[[ Dataset excerpts, beginning ]]
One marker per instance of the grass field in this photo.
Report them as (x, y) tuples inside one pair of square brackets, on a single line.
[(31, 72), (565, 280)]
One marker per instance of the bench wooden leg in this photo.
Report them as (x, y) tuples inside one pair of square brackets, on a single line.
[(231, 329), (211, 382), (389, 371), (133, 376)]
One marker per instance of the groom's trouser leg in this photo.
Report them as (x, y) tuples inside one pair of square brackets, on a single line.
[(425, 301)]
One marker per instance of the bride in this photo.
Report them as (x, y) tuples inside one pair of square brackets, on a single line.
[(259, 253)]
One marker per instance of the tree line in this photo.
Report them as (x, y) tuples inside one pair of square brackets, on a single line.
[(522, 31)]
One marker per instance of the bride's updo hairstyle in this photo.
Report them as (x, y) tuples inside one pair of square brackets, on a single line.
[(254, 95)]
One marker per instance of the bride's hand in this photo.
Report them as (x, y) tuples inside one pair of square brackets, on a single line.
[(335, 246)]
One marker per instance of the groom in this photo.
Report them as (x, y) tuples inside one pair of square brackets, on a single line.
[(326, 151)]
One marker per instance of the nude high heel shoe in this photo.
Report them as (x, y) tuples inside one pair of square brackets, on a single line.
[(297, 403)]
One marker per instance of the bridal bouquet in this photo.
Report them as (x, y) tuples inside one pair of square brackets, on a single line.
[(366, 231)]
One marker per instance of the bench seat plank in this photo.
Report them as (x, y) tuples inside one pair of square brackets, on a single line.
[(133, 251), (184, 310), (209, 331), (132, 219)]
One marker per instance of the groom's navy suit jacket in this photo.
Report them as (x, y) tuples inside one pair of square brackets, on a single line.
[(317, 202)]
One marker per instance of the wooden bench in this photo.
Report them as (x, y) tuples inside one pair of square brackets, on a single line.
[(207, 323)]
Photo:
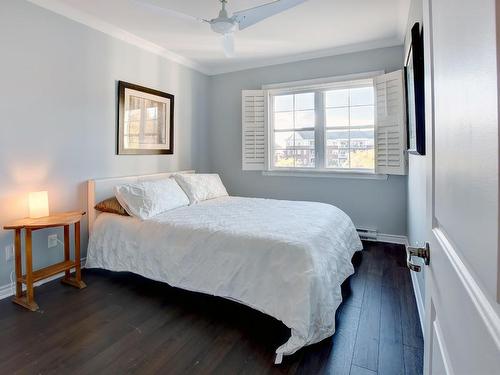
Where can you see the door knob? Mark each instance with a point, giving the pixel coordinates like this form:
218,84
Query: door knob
421,252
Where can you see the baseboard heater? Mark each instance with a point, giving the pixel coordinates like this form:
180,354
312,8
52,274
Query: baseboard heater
367,234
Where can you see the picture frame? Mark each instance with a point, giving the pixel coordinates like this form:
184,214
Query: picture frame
145,121
415,93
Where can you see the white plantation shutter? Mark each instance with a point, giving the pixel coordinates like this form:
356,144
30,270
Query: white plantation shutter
390,124
253,130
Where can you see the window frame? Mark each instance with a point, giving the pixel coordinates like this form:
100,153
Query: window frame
320,85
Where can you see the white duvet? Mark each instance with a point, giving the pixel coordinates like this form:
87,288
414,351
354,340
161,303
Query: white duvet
286,259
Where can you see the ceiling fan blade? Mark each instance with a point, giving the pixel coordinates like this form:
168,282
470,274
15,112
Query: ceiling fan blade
169,12
249,17
228,44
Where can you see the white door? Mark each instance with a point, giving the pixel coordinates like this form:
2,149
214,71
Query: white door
462,309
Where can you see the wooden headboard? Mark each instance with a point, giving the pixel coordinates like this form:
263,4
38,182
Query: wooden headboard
102,188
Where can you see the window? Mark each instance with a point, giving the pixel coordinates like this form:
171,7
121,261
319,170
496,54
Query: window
329,128
326,127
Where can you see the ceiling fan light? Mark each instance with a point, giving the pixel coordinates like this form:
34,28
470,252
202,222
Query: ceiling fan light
228,45
223,27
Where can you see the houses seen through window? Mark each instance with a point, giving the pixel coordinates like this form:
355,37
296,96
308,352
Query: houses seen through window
330,128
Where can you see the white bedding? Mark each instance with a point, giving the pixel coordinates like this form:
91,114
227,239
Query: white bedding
286,259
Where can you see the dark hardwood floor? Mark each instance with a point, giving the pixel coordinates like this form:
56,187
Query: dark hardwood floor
124,323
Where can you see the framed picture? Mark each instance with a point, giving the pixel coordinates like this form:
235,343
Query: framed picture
415,95
145,121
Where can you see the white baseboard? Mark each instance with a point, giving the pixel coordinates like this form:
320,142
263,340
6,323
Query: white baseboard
418,294
389,238
8,290
392,238
403,240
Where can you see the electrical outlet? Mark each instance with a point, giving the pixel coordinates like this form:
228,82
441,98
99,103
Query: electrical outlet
9,253
52,240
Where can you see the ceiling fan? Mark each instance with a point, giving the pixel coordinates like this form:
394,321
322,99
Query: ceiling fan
225,24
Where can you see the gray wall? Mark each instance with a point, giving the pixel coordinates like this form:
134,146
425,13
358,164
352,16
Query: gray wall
417,170
58,114
370,203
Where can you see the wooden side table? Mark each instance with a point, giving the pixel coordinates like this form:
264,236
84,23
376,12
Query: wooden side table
26,299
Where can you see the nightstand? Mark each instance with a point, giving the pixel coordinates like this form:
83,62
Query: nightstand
26,299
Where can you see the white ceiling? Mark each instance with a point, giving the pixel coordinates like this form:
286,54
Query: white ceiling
313,29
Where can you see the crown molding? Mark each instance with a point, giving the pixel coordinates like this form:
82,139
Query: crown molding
94,22
335,51
116,32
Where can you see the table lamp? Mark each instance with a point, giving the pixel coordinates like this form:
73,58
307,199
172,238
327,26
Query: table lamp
38,204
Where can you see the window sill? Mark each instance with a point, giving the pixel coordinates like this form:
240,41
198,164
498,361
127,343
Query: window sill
362,175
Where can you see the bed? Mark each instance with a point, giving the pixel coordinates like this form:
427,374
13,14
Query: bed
286,259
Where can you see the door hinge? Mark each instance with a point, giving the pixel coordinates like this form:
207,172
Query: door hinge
421,252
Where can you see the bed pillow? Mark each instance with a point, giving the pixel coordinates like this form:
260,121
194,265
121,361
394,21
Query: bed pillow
200,187
149,198
111,205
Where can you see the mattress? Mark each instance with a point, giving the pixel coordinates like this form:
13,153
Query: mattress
286,259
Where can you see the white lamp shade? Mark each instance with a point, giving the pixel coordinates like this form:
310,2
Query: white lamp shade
38,204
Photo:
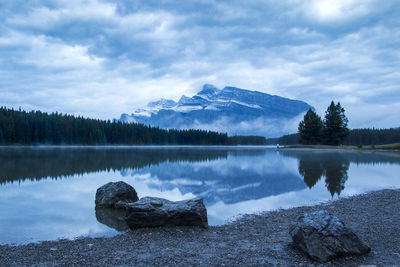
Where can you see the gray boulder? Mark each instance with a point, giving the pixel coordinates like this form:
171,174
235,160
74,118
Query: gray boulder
324,237
109,194
114,218
152,212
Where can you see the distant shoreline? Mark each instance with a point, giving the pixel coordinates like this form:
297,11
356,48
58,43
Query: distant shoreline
251,240
395,146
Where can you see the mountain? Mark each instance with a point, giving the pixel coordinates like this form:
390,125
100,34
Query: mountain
232,110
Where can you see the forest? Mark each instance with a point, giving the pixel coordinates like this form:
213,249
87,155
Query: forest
19,127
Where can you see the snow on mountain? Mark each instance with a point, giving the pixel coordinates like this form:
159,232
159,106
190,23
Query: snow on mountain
232,110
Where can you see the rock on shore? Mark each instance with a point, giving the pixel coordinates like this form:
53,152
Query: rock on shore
111,193
324,237
152,212
253,240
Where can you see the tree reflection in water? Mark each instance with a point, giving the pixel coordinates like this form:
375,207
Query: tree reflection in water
333,166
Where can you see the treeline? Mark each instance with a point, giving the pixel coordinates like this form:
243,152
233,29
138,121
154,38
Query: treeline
360,137
36,127
19,127
356,137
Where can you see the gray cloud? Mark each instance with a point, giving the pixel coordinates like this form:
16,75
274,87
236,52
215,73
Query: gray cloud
[[ Dataset excerpts, end ]]
Where the string "bride" turns up in a line of the data above, copy that whole line.

One marker per instance of the bride in this photo.
One marker per instance of the bride's updo hairstyle in this photo.
One marker per instance of the bride's hand in this photo.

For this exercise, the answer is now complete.